▶ Task requirements
Reproduce every one of the items below word for word, with each line and number left unchanged.

* BEGIN Exercise inputs *

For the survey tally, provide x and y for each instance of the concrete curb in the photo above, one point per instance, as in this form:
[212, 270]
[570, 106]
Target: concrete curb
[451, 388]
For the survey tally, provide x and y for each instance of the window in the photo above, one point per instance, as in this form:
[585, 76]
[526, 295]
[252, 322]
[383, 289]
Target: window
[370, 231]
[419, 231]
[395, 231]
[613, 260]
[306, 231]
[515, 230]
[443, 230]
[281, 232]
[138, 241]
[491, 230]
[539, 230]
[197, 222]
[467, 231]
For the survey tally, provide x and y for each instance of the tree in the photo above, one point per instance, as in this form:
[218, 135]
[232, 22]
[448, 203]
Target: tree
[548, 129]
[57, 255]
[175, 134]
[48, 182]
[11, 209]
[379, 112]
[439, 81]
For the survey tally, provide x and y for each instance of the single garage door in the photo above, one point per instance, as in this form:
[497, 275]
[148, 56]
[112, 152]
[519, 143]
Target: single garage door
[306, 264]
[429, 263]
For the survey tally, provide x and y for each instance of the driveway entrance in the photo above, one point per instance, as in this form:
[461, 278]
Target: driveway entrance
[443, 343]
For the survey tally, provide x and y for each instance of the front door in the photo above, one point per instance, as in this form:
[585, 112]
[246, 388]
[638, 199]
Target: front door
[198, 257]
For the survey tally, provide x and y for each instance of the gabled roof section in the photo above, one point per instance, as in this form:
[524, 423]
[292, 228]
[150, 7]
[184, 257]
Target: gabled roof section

* END Exercise inputs *

▶ Task solution
For the survey tally, provide x and y for each instance of the concrete curb in the photo above, one point per instance, as in this form:
[212, 270]
[570, 106]
Target: concrete curb
[451, 388]
For the survey tally, provide x and y for each instance of the window in the photo above, one point per instance, as in this form:
[585, 76]
[526, 295]
[252, 322]
[383, 289]
Target: window
[370, 231]
[419, 231]
[395, 231]
[613, 260]
[306, 231]
[515, 230]
[443, 230]
[281, 232]
[138, 241]
[491, 230]
[539, 230]
[197, 222]
[467, 231]
For the survey tally, provide x and y for each instance of the tree in the photo above, one point per instance, as in this form:
[218, 135]
[232, 22]
[448, 203]
Target: tree
[548, 129]
[57, 255]
[175, 134]
[48, 182]
[11, 209]
[379, 112]
[439, 81]
For the survey tally, provide x and y for each instance of the single garage door in the photo above, one point per instance, as in this form:
[497, 275]
[148, 56]
[112, 152]
[519, 143]
Target: single garage door
[306, 264]
[429, 263]
For the survey tally, provide x and y for each instance of the driveway entrance in the photo above, one point per instance, as in this form:
[461, 278]
Target: driveway entrance
[443, 343]
For the survey tally, provide x and y for each instance of the front door in the photo above, one point per instance, as in this form:
[585, 112]
[246, 388]
[638, 199]
Target: front door
[198, 257]
For the survey tally, provide x and y for each instance of the gabled roof section in the photo above, one point per instance, as in this form:
[524, 423]
[292, 228]
[150, 7]
[184, 257]
Target: gabled roof section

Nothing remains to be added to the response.